### Problem details
Nothing but the lines from the one containing "of the concrete" through the last line should be written out, please, exactly as they stand.

▶

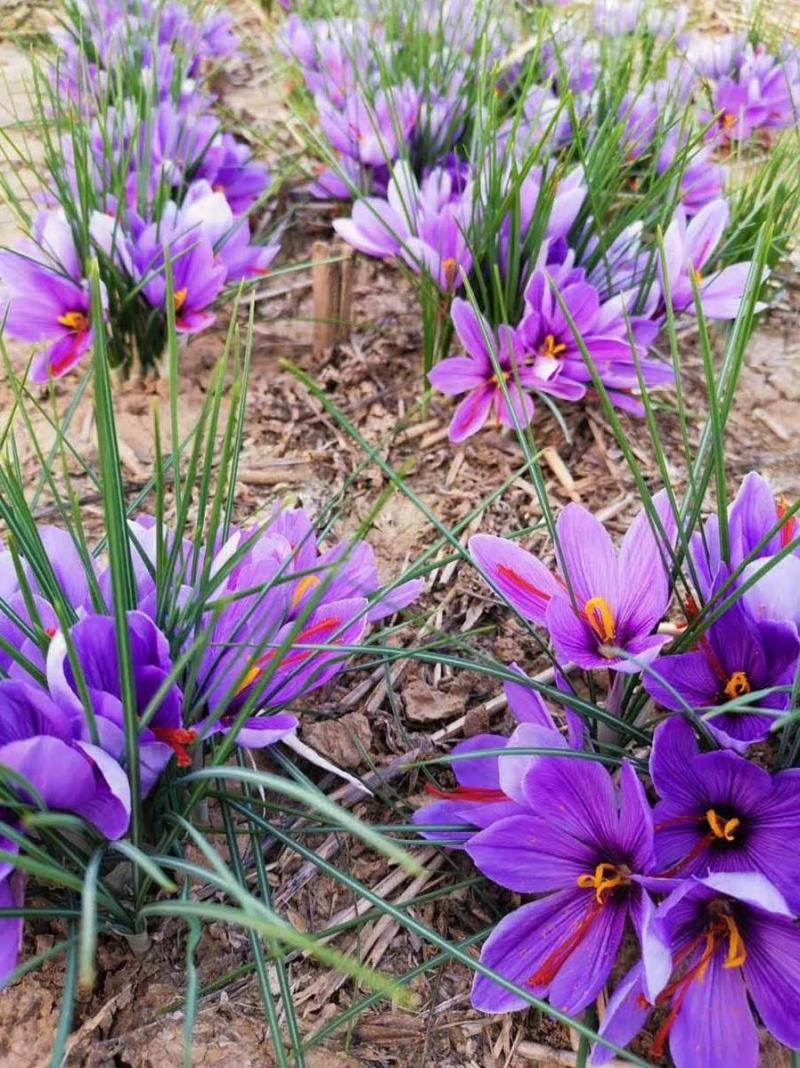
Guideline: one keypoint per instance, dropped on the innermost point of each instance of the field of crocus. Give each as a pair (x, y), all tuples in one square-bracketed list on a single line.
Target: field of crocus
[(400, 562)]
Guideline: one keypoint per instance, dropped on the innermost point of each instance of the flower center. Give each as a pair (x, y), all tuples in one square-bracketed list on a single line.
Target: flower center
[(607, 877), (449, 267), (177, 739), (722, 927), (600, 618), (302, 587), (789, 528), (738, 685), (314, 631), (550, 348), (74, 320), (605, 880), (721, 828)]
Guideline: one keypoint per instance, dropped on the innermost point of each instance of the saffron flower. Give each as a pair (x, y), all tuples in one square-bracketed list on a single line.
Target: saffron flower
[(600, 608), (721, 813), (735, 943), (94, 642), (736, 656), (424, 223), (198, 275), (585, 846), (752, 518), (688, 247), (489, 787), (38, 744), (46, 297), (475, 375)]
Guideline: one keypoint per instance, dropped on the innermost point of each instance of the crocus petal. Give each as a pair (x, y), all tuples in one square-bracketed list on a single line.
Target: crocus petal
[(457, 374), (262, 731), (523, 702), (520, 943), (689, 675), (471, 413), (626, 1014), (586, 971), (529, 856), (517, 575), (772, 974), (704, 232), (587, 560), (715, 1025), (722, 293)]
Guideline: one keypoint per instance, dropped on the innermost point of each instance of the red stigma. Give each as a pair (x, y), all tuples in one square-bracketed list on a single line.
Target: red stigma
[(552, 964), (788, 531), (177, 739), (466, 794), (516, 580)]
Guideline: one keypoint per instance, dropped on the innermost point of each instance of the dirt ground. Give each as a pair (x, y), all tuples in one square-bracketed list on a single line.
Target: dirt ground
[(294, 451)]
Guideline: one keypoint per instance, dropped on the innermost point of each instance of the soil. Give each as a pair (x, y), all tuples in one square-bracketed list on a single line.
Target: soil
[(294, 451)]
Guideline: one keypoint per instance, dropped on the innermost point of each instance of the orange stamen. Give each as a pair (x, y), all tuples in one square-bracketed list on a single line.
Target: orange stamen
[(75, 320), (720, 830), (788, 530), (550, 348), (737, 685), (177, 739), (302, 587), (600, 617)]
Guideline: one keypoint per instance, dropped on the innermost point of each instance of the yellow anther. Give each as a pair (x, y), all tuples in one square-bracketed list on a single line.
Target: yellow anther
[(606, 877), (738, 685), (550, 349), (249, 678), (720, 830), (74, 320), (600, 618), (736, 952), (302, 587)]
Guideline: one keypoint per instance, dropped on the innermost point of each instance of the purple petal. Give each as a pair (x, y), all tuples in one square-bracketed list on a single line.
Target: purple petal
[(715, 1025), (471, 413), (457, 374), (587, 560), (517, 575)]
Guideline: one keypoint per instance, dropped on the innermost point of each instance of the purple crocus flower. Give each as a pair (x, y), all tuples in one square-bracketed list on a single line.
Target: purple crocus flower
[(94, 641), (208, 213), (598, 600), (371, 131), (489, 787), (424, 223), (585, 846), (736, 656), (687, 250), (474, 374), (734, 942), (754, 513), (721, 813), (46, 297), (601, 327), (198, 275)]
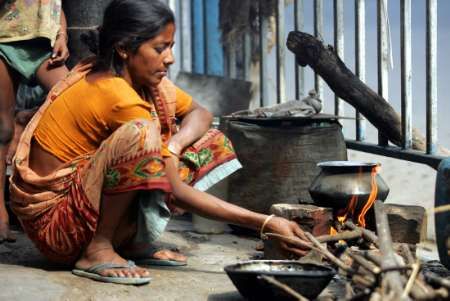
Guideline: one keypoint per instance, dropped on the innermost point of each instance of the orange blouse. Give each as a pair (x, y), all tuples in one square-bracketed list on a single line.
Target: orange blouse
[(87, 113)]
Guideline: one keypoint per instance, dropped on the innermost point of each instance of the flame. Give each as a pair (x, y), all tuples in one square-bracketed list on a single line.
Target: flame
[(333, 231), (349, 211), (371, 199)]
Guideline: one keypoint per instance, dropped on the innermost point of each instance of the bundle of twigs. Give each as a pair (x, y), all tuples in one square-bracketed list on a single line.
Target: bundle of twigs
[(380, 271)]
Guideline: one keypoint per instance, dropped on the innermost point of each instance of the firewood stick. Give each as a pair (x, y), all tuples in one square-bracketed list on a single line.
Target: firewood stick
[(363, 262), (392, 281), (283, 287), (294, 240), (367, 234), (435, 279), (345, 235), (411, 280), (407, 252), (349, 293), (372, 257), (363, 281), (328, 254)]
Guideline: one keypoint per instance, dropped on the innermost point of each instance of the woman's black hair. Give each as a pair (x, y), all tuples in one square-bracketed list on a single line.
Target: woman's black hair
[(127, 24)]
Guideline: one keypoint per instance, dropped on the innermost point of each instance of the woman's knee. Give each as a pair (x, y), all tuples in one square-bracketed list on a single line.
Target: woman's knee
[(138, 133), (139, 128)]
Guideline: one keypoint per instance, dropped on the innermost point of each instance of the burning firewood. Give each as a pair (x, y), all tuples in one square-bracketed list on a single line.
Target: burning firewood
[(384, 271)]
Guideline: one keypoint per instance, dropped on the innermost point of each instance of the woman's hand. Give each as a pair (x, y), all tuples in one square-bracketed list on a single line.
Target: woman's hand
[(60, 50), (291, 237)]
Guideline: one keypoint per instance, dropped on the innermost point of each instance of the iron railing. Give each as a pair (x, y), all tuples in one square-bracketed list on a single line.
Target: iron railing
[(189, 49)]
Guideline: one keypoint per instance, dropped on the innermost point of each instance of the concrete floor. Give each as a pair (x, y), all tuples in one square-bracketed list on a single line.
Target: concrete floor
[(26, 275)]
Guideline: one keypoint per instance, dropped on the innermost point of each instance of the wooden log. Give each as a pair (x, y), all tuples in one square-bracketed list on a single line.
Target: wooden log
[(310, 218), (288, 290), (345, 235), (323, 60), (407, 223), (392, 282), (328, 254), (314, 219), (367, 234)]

◀

### The response
Guideline: one keypoint per instance, dropped on the innermost point of each instance of the concrete floor. Give each as a pair (x, y), all tuples in one square-bracketed list on a single line.
Target: concrete floor
[(26, 275)]
Guideline: one keypoint per instance, dropped on the innermost point of each instance of the wooden log. Give each as a pair (x, y), all tuples in one square-bracketed list on a single line.
Target: wooden log
[(310, 218), (288, 290), (345, 235), (323, 60), (407, 223), (392, 282), (328, 254), (314, 219), (367, 234)]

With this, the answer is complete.